### PROBLEM DETAILS:
Beginning at the line that contains "Flashcard — Front: Where is the snow-covered" and ending at the last line of the entries, write out each line exactly; include nothing outside that span.

(Stored records)
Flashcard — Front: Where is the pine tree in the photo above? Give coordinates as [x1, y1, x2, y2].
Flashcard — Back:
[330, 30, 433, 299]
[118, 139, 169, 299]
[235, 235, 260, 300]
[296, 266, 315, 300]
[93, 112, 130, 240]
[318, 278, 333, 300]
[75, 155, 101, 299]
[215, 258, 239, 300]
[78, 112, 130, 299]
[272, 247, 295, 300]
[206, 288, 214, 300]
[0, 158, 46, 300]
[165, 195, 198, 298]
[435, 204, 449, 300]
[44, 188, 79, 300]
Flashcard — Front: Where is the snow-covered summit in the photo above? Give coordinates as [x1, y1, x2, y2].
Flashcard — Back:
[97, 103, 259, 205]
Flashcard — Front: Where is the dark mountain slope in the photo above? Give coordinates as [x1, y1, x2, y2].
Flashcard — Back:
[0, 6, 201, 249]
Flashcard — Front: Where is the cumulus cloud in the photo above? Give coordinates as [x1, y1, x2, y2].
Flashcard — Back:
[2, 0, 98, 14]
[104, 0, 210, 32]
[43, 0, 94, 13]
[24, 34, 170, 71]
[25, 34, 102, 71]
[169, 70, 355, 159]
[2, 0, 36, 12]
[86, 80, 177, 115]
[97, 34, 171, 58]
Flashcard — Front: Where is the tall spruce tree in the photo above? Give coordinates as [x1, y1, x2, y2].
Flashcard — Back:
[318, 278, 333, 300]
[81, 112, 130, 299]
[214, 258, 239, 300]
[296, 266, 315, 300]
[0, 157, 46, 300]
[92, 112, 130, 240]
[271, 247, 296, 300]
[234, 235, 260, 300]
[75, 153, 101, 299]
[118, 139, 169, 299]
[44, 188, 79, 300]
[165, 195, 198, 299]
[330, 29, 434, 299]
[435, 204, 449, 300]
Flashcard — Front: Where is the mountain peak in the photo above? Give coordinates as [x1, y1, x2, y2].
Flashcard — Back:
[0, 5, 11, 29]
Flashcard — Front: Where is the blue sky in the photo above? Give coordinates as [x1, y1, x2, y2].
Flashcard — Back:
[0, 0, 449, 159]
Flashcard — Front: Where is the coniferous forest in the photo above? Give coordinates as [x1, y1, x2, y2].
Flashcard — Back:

### RESULT OF THE EXERCISE:
Flashcard — Front: Where is the snow-covered summit in the photo above? Give coordinates as [x1, y1, x2, y2].
Flashcard — Back:
[97, 103, 259, 205]
Flashcard — Front: Where is the dark mountain slope in the photo above? Give coordinates as [x1, y1, x2, y2].
Flashcard — Back:
[0, 6, 201, 249]
Flashcard — Front: Where is the cumulus cloud in the photo above? Give coordinates as [x1, y1, x2, y2].
Flashcard — Back:
[2, 0, 98, 14]
[104, 0, 210, 32]
[43, 0, 94, 13]
[24, 34, 170, 71]
[25, 34, 102, 71]
[169, 70, 355, 159]
[2, 0, 36, 12]
[86, 80, 177, 115]
[97, 34, 171, 58]
Flashcard — Front: Where is the tall spruce tree in the photo above? Give coordinates as [x1, y1, x2, y2].
Flashcard — Back:
[318, 278, 333, 300]
[81, 112, 130, 299]
[214, 258, 239, 300]
[296, 266, 315, 300]
[0, 157, 46, 300]
[92, 112, 130, 240]
[271, 247, 296, 300]
[234, 235, 260, 300]
[75, 153, 101, 299]
[118, 139, 169, 299]
[44, 188, 79, 300]
[165, 195, 198, 299]
[330, 29, 434, 299]
[435, 204, 449, 300]
Flashcard — Front: Where is the mountain peak in the photo above? Give coordinates as [x1, y1, x2, y2].
Flashcard — Back:
[0, 5, 11, 29]
Flashcard — Front: Where is the blue sky in the photo above? Give coordinates as [x1, y1, x2, y2].
Flashcard — Back:
[0, 0, 449, 159]
Flashcard — Front: Where is the coniferous forest in the photo above? Give coordinates as [x1, y1, x2, y2].
Flashcard — Back:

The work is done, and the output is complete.